Still wondering if you might be codependent or in a codependent relationship?

Here’s a short list (far from conclusive!) of some of the feelings, thoughts and behaviors codependent people experience:

  • Externally focused on others, yet unable to see themselves – people pleasers.
  • Do not know their own feelings or needs.
  • Feel and take responsibility for other people’s feelings and needs.
  • Feel anxious and guilty when others hurt.
  • Feel compelled to help other people, often anticipating their needs.
  • Feel safest giving … and insecure or guilty when given to.
  • Feel neglected and hurt because their whole life is about giving to others!
  • Please others before themselves and then resent them for it!
  • Feel bored or empty if they don’t have a crisis to deal with – theirs or anyone else’s will do!
  • Overcommit and feel harried and pressured.
  • Feel angry, victimized and unappreciated.
  • Blame and condemn themselves.
  • Become hurt, defensive, self righteous or indignant when others blame or criticize them.
  • Feel not good enough and fear rejection.
  • Try to be perfect, desperately seeking love and approval.
  • Obsess over what others may think or say about them.
  • Centre their lives around others.
  • Can’t say what they mean – blame, threaten, coerce or beg.
  • Use body language or silence to express what they truly feel.
  • Have either rigid, or non-existent, boundaries – or confusingly, both!
  • Unable to trust themselves – Double guess their thoughts, opinions and decisions.
  • Feel controlled.
  • Feel as if they have lost themselves in their relationship.

No wonder a person in a codependent relationship feels so exhausted and overwhelmed, stuck in their web of pain with no means to escape it!

Most people will need a compassionate counsellor to guide them out of the tangled web of ‘hurting too much and trying too hard’ to be loved. My advice is, don’t wait another day to seek help if this all rings too true for you … love doesn’t have to hurt!

PS Another term for co-dependent is echoist … echoing the needs of the other to be accepted!

——

JOB 1:
According to the codependency passage, what is another term for co-dependent?
The codependency passage and the records that follow it are unrelated material.

——

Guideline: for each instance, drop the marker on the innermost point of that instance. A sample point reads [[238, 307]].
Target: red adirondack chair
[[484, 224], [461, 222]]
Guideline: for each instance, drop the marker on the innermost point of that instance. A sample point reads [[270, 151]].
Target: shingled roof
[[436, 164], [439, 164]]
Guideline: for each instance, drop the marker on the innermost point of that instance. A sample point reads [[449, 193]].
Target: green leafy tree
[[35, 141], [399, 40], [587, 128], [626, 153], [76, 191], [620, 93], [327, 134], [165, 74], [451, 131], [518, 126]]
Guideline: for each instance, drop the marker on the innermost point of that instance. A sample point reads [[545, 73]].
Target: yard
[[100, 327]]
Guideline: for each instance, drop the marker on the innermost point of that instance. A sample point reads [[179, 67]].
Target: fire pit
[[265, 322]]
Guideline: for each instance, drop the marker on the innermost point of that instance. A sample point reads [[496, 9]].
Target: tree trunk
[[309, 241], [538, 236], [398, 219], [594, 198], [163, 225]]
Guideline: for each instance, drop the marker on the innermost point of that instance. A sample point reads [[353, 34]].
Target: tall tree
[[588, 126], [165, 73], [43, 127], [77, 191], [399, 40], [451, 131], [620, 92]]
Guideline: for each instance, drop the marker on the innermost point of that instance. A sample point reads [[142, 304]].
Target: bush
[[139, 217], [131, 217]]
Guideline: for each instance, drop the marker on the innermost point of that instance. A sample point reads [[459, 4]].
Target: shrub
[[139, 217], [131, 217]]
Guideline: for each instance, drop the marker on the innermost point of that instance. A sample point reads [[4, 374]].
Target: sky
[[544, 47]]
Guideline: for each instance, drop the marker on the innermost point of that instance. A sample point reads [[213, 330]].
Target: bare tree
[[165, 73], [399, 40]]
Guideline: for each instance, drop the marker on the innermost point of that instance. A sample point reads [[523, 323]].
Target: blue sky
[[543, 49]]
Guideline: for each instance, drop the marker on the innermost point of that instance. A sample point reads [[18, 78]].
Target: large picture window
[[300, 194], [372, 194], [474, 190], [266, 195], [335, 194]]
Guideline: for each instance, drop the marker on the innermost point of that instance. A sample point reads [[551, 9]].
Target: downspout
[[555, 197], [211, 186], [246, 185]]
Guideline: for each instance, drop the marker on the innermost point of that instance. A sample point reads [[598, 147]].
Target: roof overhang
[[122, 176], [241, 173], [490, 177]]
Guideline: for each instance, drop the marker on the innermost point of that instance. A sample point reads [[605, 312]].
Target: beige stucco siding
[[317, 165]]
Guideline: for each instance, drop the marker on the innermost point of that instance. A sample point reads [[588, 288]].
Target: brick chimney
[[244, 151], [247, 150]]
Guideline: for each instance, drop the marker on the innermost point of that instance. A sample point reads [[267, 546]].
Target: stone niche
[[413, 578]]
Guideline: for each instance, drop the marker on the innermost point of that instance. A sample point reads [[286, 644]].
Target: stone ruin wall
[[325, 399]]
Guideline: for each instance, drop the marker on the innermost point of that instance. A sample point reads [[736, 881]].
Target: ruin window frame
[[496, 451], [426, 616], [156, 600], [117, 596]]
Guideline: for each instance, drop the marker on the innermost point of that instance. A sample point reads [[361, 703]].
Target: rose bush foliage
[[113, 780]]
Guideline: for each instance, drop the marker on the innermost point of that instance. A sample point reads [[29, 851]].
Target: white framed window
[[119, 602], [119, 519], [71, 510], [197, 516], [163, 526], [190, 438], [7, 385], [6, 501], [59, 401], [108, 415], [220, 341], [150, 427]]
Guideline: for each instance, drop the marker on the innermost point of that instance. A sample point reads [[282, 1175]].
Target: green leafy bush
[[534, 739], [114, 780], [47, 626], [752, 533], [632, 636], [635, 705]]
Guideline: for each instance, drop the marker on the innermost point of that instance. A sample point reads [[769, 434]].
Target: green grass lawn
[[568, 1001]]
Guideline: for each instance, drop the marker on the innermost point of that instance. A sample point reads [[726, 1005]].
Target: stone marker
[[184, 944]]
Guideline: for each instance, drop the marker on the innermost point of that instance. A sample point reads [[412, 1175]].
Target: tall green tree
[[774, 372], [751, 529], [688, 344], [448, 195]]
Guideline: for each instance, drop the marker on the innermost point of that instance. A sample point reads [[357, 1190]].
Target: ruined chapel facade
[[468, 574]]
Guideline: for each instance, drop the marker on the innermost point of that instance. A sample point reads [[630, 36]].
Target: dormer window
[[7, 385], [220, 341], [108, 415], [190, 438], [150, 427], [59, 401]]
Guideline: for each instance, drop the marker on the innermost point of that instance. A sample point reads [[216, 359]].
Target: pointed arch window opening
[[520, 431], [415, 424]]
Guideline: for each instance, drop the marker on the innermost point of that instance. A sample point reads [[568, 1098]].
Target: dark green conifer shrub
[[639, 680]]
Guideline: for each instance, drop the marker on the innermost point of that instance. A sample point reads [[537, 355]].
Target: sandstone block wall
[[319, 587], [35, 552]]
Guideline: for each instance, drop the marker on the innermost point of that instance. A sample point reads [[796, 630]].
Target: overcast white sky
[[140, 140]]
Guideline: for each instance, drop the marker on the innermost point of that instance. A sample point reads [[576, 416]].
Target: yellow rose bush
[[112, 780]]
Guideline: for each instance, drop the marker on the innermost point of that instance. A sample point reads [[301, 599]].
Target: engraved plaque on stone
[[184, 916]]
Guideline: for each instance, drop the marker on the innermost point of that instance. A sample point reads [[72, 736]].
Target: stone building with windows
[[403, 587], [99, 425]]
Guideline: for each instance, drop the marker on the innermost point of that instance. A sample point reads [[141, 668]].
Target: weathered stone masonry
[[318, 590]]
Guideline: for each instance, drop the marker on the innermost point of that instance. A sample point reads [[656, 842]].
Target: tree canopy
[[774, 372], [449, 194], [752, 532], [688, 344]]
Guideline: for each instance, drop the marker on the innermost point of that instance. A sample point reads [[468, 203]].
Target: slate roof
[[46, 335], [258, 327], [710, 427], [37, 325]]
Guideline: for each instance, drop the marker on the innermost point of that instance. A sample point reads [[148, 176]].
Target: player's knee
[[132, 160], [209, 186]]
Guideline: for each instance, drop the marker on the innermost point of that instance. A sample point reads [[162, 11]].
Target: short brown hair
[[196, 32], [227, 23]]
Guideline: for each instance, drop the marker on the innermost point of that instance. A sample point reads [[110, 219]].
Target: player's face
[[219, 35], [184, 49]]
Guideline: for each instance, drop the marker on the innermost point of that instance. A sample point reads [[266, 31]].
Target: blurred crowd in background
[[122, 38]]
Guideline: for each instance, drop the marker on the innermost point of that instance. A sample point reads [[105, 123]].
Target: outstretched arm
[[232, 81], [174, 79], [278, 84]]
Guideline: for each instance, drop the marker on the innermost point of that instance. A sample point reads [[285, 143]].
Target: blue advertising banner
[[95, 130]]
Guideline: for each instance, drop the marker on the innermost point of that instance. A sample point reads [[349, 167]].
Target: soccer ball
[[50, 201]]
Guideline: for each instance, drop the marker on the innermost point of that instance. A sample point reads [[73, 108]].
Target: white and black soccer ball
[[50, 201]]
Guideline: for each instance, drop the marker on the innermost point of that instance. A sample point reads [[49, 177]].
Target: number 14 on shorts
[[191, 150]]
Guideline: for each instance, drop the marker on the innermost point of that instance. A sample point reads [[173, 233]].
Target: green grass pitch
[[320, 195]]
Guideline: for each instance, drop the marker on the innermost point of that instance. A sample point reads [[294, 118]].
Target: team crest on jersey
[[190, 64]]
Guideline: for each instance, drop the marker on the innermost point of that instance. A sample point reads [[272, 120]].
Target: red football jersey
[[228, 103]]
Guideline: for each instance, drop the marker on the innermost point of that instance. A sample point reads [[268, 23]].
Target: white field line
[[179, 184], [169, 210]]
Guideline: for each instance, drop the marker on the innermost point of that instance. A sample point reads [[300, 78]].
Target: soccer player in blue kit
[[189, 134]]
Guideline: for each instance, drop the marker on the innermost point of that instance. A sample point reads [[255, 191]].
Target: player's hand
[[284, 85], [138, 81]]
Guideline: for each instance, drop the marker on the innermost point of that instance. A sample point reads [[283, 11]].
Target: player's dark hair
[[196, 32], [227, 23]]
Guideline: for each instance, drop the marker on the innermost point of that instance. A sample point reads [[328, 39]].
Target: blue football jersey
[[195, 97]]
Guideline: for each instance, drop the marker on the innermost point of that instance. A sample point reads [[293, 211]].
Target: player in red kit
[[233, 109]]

——

JOB 2:
Render the records from the line with "reads [[353, 34]]." up to and including the line with "[[317, 165]]" as a two-column CSV with the columns request and points, one row per request. Put each request's text and its answer in a single quoted field, with line breaks turned into spaces.

TASK ANSWER 1:
Echoist.

TASK ANSWER 2:
request,points
"Guideline: for each instance, drop the marker on the innermost point of that instance. A sample point reads [[353, 34]]. Target: tall tree","[[588, 126], [165, 73], [43, 127], [77, 191], [399, 40], [451, 131], [620, 92]]"
"Guideline: for each instance, drop the marker on the innermost point of that instance. A sample point reads [[142, 304]]. Target: bush","[[139, 217], [131, 217]]"
"Guideline: for each instance, drop the marker on the innermost point of that instance. A sample point reads [[459, 4]]. Target: shrub","[[139, 217], [131, 217]]"
"Guideline: for each instance, drop the marker on the innermost point of that instance. A sample point reads [[4, 374]]. Target: sky","[[544, 47]]"
"Guideline: for each instance, drop the marker on the innermost point of that instance. A sample point reads [[213, 330]]. Target: bare tree","[[165, 73], [399, 40]]"
"Guideline: for each instance, drop the marker on the innermost point of that instance. A sample point reads [[523, 323]]. Target: blue sky","[[543, 49]]"
"Guideline: for each instance, drop the marker on the innermost point of that instance. A sample point reads [[18, 78]]. Target: large picture window","[[300, 194], [372, 194], [474, 190], [266, 195], [335, 194]]"
"Guideline: for each instance, drop the marker on the innermost point of that instance. A sample point reads [[551, 9]]. Target: downspout","[[555, 197], [211, 186], [246, 185]]"
"Guideline: for each instance, drop the marker on the innermost point of that instance. A sample point reads [[598, 147]]. Target: roof overhang","[[122, 176], [241, 173], [490, 177]]"
"Guideline: for each instance, drop the marker on the innermost point of that instance. A sample point reads [[605, 312]]. Target: beige stucco siding","[[317, 165]]"